Excerpt provided:
%%

In 1e and 2e it was much easier to instadeath a wizard. For example, in Lost Caves of Tsojncanth there was a rock slide and avalanche that both had a really difficult instadeath save for wizards. Or in Shrine of the Kuo Toa, there are these kuo-toa assassins that will also instadeath a wizard. Wizards always knew it could be there day to be instadeathed.
This problem was usually solved by the wizard's player ordering pizza for the group in order to be given a mulligan on the instadeath. Over time, this made the wizard seem overpowered.
However, it was really delivery pizza that was overpowered.
 

In 1e and 2e it was much easier to instadeath a wizard. For example, in Lost Caves of Tsojncanth there was a rock slide and avalanche that both had a really difficult instadeath save for wizards. Or in Shrine of the Kuo Toa, there are these kuo-toa assassins that will also instadeath a wizard. Wizards always knew it could be there day to be instadeathed.
This problem was usually solved by the wizard's player ordering pizza for the group in order to be given a mulligan on the instadeath. Over time, this made the wizard seem overpowered.
However, it was really delivery pizza that was overpowered.

Sure. It was easier to instadeath anybody in 2E. IIRC a 20th level fighter still had a 10% chance of death (petrification) against a low-level monster like a Basilisk. (Yes, you could potentially get turned back into flesh, but even that had a pretty hefty chance of killing you in the process. And if you got resurrected from that, resurrection was not guaranteed to work, and you also lost a permanent point of Con.)

That's why I say 5E PCs are far more durable--instadeath mechanics have been almost entirely removed from the game, and resurrection is much easier, and PCs have more ways to stacking the odds in their favor. The Lucky feat alone probably makes a first-level 5E PC as likely to pass a save vs. basilisk gaze as an 8th or 10th level PC in 2E, and in 5E you don't even have to look at the basilisk unless you're surprised!

BTW, I hold with those who believe that the whole point of save-or-die effects in AD&D was that you should try to avoid ever making those saves. The saving throw was a last-ditch chance to not die when you messed up, not a primary defense. Combat As War. If you play 5E that way you quickly discover that encounter guidelines are far too easy.

%%

Task instructions:
• 1. According to the excerpt on instadeath, what was really overpowered?
• 2. Rewrite the excerpt on instadeath between "That's why I" and "far too easy.", inclusive, putting "final" in place of "last-ditch".

Entries shown:
%%

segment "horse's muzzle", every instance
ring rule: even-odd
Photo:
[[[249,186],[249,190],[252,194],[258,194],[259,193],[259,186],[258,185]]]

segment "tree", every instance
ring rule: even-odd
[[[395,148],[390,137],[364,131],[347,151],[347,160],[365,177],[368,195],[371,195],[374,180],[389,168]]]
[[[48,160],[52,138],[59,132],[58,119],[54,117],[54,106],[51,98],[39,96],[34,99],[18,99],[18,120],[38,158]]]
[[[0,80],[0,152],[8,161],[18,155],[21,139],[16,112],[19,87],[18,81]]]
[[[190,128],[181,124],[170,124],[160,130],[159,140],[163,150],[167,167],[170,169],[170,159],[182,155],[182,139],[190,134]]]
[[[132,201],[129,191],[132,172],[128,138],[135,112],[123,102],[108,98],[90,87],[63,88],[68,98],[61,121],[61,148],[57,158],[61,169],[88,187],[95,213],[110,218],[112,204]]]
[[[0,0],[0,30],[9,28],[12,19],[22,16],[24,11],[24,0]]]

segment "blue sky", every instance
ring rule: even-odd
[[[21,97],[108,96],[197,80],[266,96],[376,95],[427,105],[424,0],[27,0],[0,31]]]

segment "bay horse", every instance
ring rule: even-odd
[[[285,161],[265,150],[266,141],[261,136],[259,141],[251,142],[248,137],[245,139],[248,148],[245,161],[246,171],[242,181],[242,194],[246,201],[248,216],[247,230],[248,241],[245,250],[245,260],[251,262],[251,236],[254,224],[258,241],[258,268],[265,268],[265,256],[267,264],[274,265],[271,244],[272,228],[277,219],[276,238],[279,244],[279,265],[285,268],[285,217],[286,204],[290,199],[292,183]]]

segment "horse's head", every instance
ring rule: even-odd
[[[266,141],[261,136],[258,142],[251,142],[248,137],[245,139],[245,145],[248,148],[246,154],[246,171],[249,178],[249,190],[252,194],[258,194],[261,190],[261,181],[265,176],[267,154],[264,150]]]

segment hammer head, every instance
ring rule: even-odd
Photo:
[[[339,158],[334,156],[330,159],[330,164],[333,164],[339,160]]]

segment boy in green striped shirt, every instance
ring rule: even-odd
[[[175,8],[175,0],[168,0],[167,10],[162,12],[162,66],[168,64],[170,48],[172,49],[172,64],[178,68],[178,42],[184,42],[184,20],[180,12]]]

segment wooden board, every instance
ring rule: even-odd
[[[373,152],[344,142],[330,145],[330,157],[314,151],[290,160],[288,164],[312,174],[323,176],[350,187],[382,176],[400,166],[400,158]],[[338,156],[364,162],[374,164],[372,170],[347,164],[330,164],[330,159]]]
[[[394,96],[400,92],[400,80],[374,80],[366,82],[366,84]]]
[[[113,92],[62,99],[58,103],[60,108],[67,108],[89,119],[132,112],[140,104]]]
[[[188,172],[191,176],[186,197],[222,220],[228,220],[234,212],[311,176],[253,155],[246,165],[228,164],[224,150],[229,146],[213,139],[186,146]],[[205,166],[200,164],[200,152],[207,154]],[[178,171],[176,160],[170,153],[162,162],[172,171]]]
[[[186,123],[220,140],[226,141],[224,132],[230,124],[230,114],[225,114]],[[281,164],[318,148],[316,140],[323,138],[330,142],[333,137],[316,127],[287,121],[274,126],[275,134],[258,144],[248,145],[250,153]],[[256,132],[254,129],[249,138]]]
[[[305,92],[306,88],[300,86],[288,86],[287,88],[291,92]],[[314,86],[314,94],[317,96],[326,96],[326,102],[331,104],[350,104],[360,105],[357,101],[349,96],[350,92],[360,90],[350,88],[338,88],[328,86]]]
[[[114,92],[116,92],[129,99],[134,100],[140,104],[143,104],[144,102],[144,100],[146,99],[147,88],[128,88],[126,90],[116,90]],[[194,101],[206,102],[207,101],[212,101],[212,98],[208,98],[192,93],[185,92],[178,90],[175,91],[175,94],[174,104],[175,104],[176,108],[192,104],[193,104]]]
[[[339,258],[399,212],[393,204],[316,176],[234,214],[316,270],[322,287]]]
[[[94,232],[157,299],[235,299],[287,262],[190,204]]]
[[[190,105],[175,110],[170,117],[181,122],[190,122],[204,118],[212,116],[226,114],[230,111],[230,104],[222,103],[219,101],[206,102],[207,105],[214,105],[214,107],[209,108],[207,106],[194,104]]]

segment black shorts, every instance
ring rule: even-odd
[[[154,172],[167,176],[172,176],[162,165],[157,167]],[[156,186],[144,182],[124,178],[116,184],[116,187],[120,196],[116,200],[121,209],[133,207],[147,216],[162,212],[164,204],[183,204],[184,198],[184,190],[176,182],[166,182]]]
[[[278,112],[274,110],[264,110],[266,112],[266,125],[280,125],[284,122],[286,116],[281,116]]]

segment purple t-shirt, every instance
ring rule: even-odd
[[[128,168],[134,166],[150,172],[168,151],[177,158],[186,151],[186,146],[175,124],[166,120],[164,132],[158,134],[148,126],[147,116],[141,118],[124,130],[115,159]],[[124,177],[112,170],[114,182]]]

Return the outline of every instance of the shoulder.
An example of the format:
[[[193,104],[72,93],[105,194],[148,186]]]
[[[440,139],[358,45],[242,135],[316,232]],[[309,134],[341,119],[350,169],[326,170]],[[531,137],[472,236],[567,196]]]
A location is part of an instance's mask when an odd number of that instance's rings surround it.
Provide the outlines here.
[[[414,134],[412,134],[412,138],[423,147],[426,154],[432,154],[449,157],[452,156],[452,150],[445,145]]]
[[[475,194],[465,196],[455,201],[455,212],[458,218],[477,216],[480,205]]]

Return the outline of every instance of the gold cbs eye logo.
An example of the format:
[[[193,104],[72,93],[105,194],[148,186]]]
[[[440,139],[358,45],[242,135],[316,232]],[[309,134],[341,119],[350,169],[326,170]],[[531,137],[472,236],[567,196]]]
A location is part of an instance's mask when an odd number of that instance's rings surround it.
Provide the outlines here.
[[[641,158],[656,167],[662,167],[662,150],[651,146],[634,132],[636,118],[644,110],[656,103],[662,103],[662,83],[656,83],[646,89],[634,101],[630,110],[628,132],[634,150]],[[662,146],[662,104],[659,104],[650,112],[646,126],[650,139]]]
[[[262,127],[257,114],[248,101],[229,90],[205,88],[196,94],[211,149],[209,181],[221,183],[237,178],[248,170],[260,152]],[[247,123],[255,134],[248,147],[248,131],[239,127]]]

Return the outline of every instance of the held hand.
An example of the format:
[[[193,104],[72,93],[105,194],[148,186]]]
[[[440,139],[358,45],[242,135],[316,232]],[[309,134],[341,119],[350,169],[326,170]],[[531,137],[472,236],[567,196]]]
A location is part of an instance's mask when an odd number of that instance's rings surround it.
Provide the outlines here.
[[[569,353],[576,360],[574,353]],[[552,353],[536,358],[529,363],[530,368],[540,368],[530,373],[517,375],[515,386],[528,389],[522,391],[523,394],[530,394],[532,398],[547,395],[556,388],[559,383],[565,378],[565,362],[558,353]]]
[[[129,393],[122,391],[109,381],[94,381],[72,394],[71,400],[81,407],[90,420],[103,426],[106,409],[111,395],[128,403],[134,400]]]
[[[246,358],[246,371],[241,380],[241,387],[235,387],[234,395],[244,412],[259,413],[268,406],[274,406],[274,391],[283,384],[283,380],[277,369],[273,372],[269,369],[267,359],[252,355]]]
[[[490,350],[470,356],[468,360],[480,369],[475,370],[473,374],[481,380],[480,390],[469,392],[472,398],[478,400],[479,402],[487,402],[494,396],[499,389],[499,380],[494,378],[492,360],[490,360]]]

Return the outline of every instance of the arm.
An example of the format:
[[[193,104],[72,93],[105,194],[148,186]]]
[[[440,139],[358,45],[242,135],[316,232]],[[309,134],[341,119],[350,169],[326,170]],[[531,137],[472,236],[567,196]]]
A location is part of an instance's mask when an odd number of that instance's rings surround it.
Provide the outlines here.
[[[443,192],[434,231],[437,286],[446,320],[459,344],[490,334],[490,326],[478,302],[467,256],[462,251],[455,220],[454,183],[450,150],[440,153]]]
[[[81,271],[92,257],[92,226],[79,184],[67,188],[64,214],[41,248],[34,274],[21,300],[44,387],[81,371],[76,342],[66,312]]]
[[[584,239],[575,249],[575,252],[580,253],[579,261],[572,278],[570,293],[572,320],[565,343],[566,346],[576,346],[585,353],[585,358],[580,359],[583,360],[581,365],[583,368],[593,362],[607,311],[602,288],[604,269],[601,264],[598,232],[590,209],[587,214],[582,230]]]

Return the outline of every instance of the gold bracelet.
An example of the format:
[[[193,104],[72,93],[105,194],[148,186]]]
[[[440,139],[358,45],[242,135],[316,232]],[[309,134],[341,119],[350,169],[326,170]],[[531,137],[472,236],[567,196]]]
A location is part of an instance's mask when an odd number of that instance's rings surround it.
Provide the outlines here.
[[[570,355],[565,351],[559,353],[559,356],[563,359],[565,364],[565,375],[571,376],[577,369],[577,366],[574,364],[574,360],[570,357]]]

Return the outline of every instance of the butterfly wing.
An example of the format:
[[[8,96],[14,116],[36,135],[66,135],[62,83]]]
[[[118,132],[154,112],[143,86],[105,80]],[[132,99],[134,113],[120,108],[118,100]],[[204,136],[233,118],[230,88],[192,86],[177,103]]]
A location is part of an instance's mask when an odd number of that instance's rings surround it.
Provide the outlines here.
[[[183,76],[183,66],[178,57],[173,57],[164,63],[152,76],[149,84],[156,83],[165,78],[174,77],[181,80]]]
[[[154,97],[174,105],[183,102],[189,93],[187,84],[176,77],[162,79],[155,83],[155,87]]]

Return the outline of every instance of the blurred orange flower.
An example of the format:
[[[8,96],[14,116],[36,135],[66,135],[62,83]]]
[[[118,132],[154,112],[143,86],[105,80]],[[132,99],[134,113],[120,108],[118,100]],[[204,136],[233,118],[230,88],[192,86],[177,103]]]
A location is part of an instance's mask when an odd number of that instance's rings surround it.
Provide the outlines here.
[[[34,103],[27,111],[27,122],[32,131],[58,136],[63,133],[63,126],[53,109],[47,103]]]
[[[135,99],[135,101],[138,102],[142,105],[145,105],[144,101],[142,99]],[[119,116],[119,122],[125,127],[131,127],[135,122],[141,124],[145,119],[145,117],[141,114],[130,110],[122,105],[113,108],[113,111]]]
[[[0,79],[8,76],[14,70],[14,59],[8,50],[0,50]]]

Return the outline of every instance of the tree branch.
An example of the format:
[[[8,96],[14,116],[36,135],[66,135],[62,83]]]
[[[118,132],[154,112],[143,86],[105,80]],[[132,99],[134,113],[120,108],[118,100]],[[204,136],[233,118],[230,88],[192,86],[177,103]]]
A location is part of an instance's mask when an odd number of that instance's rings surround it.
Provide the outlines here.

%%

Outputs in order:
• 1. Delivery pizza.

• 2.
That's why I say 5E PCs are far more durable--instadeath mechanics have been almost entirely removed from the game, and resurrection is much easier, and PCs have more ways to stacking the odds in their favor. The Lucky feat alone probably makes a first-level 5E PC as likely to pass a save vs. basilisk gaze as an 8th or 10th level PC in 2E, and in 5E you don't even have to look at the basilisk unless you're surprised!

BTW, I hold with those who believe that the whole point of save-or-die effects in AD&D was that you should try to avoid ever making those saves. The saving throw was a final chance to not die when you messed up, not a primary defense. Combat As War. If you play 5E that way you quickly discover that encounter guidelines are far too easy.